● EXERCISE INSTRUCTIONS
Please copy out the lines below word for word, leaving out the pictures.

● RECORDS SUPPLIED
---*---

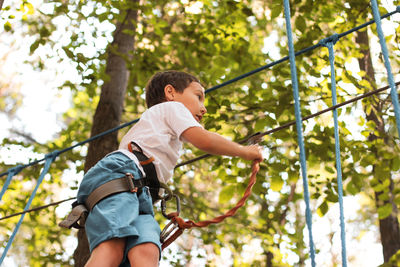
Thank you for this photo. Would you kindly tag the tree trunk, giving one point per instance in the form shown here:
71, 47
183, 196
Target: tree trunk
389, 226
109, 109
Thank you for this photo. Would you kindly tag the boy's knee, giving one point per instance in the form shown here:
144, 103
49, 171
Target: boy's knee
110, 251
144, 253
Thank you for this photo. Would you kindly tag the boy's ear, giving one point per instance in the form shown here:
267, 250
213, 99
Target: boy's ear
169, 92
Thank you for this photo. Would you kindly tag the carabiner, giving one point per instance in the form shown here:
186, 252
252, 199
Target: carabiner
168, 230
164, 206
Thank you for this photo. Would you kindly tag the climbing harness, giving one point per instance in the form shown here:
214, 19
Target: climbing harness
127, 183
176, 225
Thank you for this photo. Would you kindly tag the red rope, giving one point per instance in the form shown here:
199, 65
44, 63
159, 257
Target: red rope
174, 217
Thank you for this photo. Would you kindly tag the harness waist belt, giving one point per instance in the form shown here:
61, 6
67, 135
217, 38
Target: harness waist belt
123, 184
79, 212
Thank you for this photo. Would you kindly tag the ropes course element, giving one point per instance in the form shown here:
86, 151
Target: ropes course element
330, 44
176, 226
258, 135
238, 78
49, 159
299, 128
385, 53
178, 222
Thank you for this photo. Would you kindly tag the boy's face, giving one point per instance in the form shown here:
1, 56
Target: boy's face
192, 97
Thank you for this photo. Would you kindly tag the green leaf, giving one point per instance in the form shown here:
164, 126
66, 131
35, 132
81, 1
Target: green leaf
7, 26
227, 193
276, 183
300, 23
384, 211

---*---

● SOLVED PROBLEM
Thank you for this photo. Would you kindly tag the tree trunk, giving one point per instance in the form shown here:
71, 47
183, 196
Target: tree trunk
389, 226
109, 109
Thank you for this photo. Would you kindly tag the boy's knee, giving one point per instance in the form shown here:
144, 103
49, 171
Target: boy's knee
110, 251
144, 253
Thank you for this photo. Would you kindly tag the boy's ear, giving one point per instance in the form shown here:
267, 250
213, 99
Target: boy's ear
169, 92
Thank you for this photo. Would you kindly tag the carabiner, giving one point per instance in the form shown here:
186, 252
252, 199
Target: carabiner
168, 230
164, 206
Thank you for this photo. Would you kindly tag the climbing harness, giving one point per instance in the form shown here:
214, 19
Target: climbing harness
127, 183
176, 225
Thank you for this photo. Would you kindly tag the red rope, giving one point per instance in the form shown here:
199, 65
44, 63
159, 257
Target: red rope
174, 217
Thank you for this photo. Would you kindly tag the harness waist belt, giving one point per instance in the form shown here:
61, 6
67, 135
217, 38
Target: harness waist belt
123, 184
79, 212
Thank you for this photo. Would you kindly tag the ropes course element, giving one point per instance in the form shown here:
86, 151
Target: ropes course element
330, 44
176, 226
258, 135
238, 78
49, 159
299, 128
385, 53
178, 222
Thank you for this photo. Would you kindly tag the boy's face, giving one point per instance in the form shown here:
1, 56
Target: boy's face
192, 97
Thank you for this photo. Would you kindly tag the green leaf, giving one point per instance in the form shown here:
164, 126
66, 131
35, 132
81, 1
Target: green leaf
7, 26
227, 193
276, 183
300, 23
384, 211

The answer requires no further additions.